> _TRECHO SELECIONADO_:
#####

Durand: “Antes da Nostra Aetate não havia nada similar”
Esse texto, que reconhece a herança comum das duas religiões, abriu o caminho para o colóquio, em um povo profundamente ferido, duas décadas depois do Holocausto e após séculos de incompreensões entre cristãos e judeus.
Uma página da história foi virada. Para Jean-Dominique Durand, historiador das religiões e presidente da Associação de Amizade Judaico-Cristã da França, esse texto mudou radicalmente o olhar que um tinha sobre o outro. Todavia, as recentes tensões no Oriente Médio, o ataque do Hamas em 7 de outubro de 2023 e a resposta militar israelense, colocam em dura prova as seis décadas de colóquio.
Nostra Aetate é um documento que marcou a história das relações entre judeus e cristãos. O que havia antes desta declaração conciliar e que página a Igreja Católica quis virar aprovando esse texto durante o Concílio Vaticano II?
Antes não existia documento oficial. Com um escopo teológico absolutamente inédito, é a primeira vez que a Igreja Católica oferece um textro doutrinário sobre religiões não cristãs. Nostra Aetate, pensada inicialmente para o judaísmo – depois de várias hesitações e complicações – se volta a todas as religiões e oferece aos católicos uma visão oficial da Igreja sobre religiões não cristãs. É a primeira vez que isso acontece: um documento doutrinário sobre o tema. Nostra Aetate representa uma verdadeira revolução.
Neste texto muito breve, que dedica o seu parágrafo mais longo ao judaísmo, pode-se dizer que, muito claramente, Igreja Católica absolve o povo judeu da acusação de deicídio?
Absolutamente sim. É exatamente esse o objetivo desse documento, que foi inserido na agenda do Concílio pelo próprio Papa João XXIII, depois da audiência concedida em junho de 1960 a um grande estudioso da história judaica, Jules Isaac, que já tinha se encontrado com Pio XII em 1949. Jules Isaac tinha perdido toda a sua família em Auschwitz e dedicou a sua vida ao colóquio entre judeus e cristãos, para que os cristãos adotassem uma visão diferente do judaísmo e abandonassem a visão de desprezo que tinha contra os judeus.
Jules Isaac escreveu um livro fundamental intitulado “Jesus e Israel”, no qual desenvolveu o vínculo que une o cristianismo e o judaísmo: Jesus era judeu. Maria, sua mãe, era judia; e todos os apóstolos e os primeiros mártires do cristianismo eram judeus. Essa foi a revolução iniciada por Jules Isaac.

#####

> _DADOS FORNECIDOS_:
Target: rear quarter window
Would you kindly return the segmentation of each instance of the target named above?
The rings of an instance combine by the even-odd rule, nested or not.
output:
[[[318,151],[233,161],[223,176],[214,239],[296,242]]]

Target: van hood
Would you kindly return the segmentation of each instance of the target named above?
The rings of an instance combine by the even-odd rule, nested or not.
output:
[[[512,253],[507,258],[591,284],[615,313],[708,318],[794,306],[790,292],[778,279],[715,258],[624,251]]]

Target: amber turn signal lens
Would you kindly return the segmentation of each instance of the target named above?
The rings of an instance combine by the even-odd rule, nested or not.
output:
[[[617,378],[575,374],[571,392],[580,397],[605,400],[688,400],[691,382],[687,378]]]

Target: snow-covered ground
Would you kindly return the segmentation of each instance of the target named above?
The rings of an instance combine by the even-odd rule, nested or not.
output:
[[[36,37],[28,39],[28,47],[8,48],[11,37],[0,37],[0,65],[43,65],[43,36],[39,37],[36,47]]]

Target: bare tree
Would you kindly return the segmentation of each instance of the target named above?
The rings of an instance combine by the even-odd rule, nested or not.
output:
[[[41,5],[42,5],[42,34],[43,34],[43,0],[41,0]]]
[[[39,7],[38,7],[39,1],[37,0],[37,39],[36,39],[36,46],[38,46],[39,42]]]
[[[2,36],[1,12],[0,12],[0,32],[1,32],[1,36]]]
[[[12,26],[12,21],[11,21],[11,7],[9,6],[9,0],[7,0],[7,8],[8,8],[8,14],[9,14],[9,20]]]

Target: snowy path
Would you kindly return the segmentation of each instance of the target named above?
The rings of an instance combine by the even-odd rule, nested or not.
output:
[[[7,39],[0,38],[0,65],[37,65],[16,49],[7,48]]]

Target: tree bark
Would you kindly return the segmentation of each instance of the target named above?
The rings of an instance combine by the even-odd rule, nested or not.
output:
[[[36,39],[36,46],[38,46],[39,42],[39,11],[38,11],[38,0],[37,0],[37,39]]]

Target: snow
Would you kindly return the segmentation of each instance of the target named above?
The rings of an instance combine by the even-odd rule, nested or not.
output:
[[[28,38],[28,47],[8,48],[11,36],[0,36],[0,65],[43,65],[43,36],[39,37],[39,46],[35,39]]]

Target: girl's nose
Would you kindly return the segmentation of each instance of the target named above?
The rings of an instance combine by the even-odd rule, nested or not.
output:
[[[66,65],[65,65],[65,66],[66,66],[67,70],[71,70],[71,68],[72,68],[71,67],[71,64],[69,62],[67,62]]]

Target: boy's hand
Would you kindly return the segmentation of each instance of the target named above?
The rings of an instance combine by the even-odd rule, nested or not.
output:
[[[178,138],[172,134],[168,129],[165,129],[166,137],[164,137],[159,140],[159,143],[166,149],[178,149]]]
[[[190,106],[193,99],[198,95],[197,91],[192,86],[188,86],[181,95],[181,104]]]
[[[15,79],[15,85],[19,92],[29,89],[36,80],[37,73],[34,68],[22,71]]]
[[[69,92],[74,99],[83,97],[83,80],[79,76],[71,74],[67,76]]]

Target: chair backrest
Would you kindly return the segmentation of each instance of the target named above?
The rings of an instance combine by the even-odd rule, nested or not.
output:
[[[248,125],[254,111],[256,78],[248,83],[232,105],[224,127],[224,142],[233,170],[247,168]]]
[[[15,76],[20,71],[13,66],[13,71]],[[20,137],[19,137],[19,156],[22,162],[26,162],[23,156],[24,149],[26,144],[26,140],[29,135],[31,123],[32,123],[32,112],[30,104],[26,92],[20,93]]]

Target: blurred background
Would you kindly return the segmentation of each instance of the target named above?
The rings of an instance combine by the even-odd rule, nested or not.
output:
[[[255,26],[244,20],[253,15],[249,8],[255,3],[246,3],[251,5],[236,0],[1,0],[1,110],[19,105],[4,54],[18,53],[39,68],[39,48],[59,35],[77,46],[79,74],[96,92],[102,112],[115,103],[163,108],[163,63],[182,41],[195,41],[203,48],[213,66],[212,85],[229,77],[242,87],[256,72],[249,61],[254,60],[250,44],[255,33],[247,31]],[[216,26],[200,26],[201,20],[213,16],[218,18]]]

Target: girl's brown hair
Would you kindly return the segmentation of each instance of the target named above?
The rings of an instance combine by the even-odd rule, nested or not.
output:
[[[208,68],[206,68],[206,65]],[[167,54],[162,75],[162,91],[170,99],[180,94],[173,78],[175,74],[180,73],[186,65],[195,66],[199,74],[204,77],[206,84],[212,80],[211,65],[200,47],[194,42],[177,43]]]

#####

> _O QUE FAZER_: Reproduza fielmente uma parte do trecho sobre a Nostra Aetate, começando nas palavras que contêm "Neste texto muito" e parando logo depois de "acusação de deicídio?".

> _EXERCÍCIO RESOLVIDO_:
Neste texto muito breve, que dedica o seu parágrafo mais longo ao judaísmo, pode-se dizer que, muito claramente, Igreja Católica absolve o povo judeu da acusação de deicídio?